--- Work to complete ---
Lay out the records below as a JSON list of strings, one string per line and no blank lines, starting with the line containing "Query: football cleat" and continuing through the line containing "[[31, 452, 501, 579]]". Leave the pictures out of the list.
start Data shown
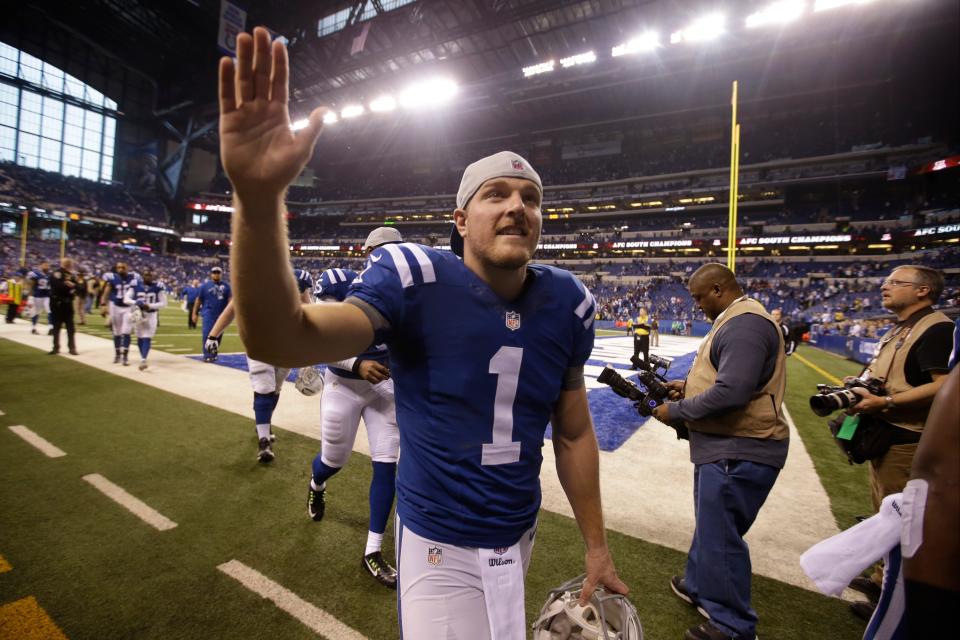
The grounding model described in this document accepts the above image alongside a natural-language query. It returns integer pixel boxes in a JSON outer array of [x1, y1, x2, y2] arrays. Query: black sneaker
[[850, 602, 877, 622], [850, 576, 880, 604], [257, 438, 274, 464], [307, 484, 327, 522], [683, 622, 757, 640], [360, 551, 397, 589], [670, 576, 710, 620]]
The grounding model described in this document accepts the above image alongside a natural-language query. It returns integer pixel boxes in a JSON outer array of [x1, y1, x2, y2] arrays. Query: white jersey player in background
[[123, 269, 167, 371], [220, 27, 628, 640], [307, 227, 403, 589], [204, 269, 313, 464]]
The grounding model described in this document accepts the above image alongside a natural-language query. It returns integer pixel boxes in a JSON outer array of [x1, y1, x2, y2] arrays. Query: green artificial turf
[[0, 338, 863, 640], [784, 346, 873, 529]]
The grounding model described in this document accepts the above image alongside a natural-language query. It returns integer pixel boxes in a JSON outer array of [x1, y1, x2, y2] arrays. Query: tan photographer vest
[[684, 297, 790, 440], [867, 311, 952, 431]]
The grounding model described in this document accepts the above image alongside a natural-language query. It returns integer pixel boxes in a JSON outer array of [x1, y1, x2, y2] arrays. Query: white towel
[[800, 493, 903, 596]]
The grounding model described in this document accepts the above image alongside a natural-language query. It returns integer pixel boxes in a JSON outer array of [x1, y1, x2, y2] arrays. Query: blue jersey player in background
[[220, 27, 627, 640], [27, 261, 53, 334], [307, 227, 403, 589], [203, 269, 313, 464], [190, 267, 233, 362], [100, 262, 140, 366]]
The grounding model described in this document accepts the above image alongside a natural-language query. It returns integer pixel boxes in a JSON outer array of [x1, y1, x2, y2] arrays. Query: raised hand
[[220, 27, 325, 200]]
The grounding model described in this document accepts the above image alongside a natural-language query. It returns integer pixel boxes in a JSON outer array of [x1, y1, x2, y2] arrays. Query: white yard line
[[10, 424, 67, 458], [217, 560, 366, 640], [83, 473, 177, 531]]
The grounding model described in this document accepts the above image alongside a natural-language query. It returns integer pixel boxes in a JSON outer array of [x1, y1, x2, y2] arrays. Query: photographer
[[850, 265, 953, 617], [653, 264, 789, 640], [48, 258, 77, 356]]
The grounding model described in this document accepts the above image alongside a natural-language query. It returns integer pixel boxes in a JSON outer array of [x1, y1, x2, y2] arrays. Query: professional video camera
[[597, 356, 689, 439], [810, 378, 887, 416]]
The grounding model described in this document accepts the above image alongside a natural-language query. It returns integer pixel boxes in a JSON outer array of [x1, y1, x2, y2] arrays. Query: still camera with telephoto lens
[[810, 377, 887, 416]]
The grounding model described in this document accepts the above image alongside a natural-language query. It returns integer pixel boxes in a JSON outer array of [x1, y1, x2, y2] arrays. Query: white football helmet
[[533, 575, 643, 640], [294, 367, 323, 396]]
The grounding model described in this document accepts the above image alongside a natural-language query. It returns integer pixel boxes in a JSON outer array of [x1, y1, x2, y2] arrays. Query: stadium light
[[746, 0, 807, 29], [523, 60, 557, 78], [610, 31, 660, 58], [370, 96, 397, 113], [560, 51, 597, 69], [670, 13, 727, 44], [400, 78, 459, 109], [813, 0, 873, 11]]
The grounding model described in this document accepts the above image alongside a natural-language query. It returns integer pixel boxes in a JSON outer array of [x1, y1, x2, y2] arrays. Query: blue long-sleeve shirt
[[667, 313, 790, 468]]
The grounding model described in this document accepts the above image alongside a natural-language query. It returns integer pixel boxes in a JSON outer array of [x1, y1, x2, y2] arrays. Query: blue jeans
[[684, 460, 780, 640]]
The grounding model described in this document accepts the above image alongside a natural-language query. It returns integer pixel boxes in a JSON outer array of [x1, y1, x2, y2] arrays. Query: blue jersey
[[181, 287, 200, 309], [313, 269, 390, 380], [133, 281, 167, 312], [27, 269, 50, 298], [293, 269, 313, 293], [313, 269, 357, 302], [103, 271, 140, 307], [197, 280, 233, 322], [350, 243, 595, 548]]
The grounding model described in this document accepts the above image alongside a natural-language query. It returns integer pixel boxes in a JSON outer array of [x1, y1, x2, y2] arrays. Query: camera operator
[[850, 265, 953, 617], [49, 258, 77, 356], [653, 264, 789, 640]]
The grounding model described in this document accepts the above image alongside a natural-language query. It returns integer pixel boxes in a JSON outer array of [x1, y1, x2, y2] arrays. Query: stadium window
[[0, 42, 19, 76], [80, 149, 100, 180], [0, 43, 117, 180], [43, 62, 63, 93], [0, 126, 17, 162], [100, 154, 113, 180], [17, 51, 43, 85], [20, 111, 40, 133], [0, 102, 17, 127]]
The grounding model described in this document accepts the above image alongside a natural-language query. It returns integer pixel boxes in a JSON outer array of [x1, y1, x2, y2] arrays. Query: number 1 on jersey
[[480, 347, 523, 465]]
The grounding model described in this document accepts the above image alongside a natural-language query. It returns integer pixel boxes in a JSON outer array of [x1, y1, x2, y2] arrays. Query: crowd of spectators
[[0, 162, 167, 223]]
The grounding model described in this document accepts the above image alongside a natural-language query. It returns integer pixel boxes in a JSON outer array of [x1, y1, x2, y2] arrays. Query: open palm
[[220, 27, 323, 198]]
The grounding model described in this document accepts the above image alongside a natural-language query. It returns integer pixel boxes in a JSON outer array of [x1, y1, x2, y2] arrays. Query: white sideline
[[83, 473, 177, 531], [8, 422, 67, 458], [217, 560, 367, 640]]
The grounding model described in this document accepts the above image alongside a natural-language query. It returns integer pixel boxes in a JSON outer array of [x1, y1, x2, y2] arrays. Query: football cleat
[[307, 485, 327, 522], [360, 551, 397, 589], [257, 438, 275, 464]]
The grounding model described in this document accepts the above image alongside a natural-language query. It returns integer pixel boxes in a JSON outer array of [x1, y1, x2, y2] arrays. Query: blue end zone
[[187, 352, 696, 451]]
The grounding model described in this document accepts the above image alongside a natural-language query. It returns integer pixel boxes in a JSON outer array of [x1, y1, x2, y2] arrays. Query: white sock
[[363, 531, 383, 556]]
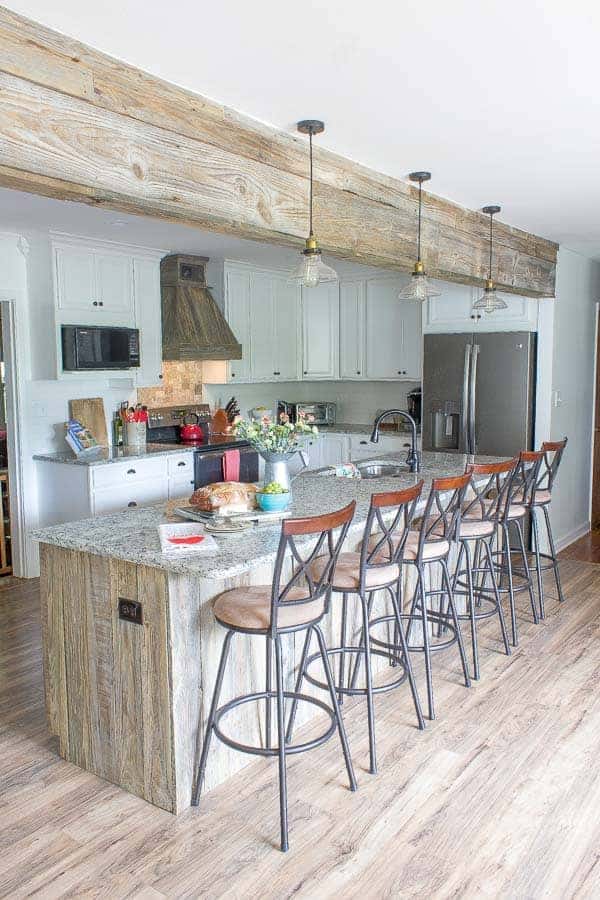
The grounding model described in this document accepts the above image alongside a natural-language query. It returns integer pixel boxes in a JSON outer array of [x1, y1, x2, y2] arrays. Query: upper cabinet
[[54, 246, 134, 325], [423, 282, 538, 334], [302, 281, 340, 381], [52, 235, 163, 387]]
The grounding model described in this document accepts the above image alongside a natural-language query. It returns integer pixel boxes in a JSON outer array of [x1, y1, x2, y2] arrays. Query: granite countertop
[[31, 452, 501, 579]]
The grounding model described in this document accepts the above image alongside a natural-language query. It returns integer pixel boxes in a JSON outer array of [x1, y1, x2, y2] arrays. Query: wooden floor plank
[[0, 559, 600, 900]]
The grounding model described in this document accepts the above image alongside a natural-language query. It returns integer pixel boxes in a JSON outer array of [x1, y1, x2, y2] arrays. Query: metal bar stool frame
[[371, 474, 471, 720], [192, 501, 357, 852], [287, 481, 425, 775], [452, 459, 518, 680], [492, 450, 543, 647]]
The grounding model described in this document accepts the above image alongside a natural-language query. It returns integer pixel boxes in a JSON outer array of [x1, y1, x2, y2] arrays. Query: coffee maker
[[406, 387, 421, 428]]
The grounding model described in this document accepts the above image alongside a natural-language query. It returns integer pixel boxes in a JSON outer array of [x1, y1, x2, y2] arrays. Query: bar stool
[[493, 450, 543, 647], [452, 459, 517, 679], [527, 437, 568, 619], [371, 474, 471, 719], [288, 481, 425, 775], [192, 501, 357, 851]]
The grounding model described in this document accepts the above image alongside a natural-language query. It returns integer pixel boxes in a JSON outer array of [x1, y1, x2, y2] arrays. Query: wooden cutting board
[[69, 397, 108, 447]]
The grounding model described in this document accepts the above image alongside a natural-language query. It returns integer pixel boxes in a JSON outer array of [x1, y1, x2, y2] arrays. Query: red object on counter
[[223, 450, 240, 481]]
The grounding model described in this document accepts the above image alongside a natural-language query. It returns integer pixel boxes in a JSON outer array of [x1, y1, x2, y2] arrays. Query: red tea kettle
[[179, 413, 204, 442]]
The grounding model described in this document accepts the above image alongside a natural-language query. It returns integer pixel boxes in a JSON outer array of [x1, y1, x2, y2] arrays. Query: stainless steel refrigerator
[[422, 331, 537, 456]]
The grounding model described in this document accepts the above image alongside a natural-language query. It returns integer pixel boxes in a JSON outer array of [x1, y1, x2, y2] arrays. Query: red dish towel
[[223, 450, 240, 481]]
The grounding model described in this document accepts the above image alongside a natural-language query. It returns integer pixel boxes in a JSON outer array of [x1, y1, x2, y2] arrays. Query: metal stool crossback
[[401, 474, 471, 719], [192, 501, 356, 851], [288, 481, 425, 774], [452, 459, 518, 679], [527, 437, 568, 619]]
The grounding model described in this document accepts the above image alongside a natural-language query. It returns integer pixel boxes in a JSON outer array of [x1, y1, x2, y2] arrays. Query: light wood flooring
[[0, 561, 600, 900]]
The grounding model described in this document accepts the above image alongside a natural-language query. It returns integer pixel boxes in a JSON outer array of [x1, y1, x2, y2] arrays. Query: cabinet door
[[250, 272, 279, 381], [225, 271, 251, 383], [272, 276, 300, 381], [340, 281, 365, 379], [366, 278, 405, 380], [133, 259, 162, 387], [54, 247, 98, 312], [302, 282, 340, 380]]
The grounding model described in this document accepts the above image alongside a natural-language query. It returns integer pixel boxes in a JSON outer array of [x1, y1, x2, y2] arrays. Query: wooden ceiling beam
[[0, 7, 557, 296]]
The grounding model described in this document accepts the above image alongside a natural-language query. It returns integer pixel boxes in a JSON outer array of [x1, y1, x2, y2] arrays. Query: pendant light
[[473, 206, 508, 315], [290, 119, 338, 287], [398, 172, 441, 301]]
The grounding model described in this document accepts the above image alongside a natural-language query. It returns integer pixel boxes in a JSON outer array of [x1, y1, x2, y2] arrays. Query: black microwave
[[61, 325, 140, 372]]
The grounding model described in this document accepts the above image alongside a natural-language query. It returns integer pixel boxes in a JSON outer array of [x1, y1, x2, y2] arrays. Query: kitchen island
[[33, 453, 502, 813]]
end Data shown
--- Solution to the problem ---
[
  "The grounding model described in this document accepts the above image alongside a natural-language query. It returns integer pixel boxes in a JSON outer array of [x1, y1, x2, y2] arrays. Query: football cleat",
  "[[307, 485, 327, 522], [360, 551, 397, 589], [257, 438, 275, 464]]",
  "The grounding model described in this document accepts the above image alongside a natural-language query. It returns integer pixel boxes in a JSON outer array of [x1, y1, x2, y2] arrays. Query: blue end zone",
  "[[187, 352, 696, 451]]",
  "The grounding model described in this document accepts the above image alongside a natural-language query. It returns integer pixel boxes in a JSON outer array of [x1, y1, x2, y2] arrays. Query: white sock",
  "[[363, 531, 383, 556]]",
  "The grounding model described in this document accepts the above image alongside a natural-language query. It returns integer pixel boxes in a JSON outer array of [x1, y1, x2, y2] arrays. Query: upper cabinet",
  "[[54, 246, 134, 325], [423, 282, 538, 334], [302, 281, 340, 381], [52, 235, 163, 387]]",
  "The grounding model described in this document accepts the above image alongside a natural-language query. It returns integer pixel boxes in a JSON outer array of [x1, y1, x2, y2] arrays. Query: granite countertop",
  "[[31, 452, 501, 579]]"
]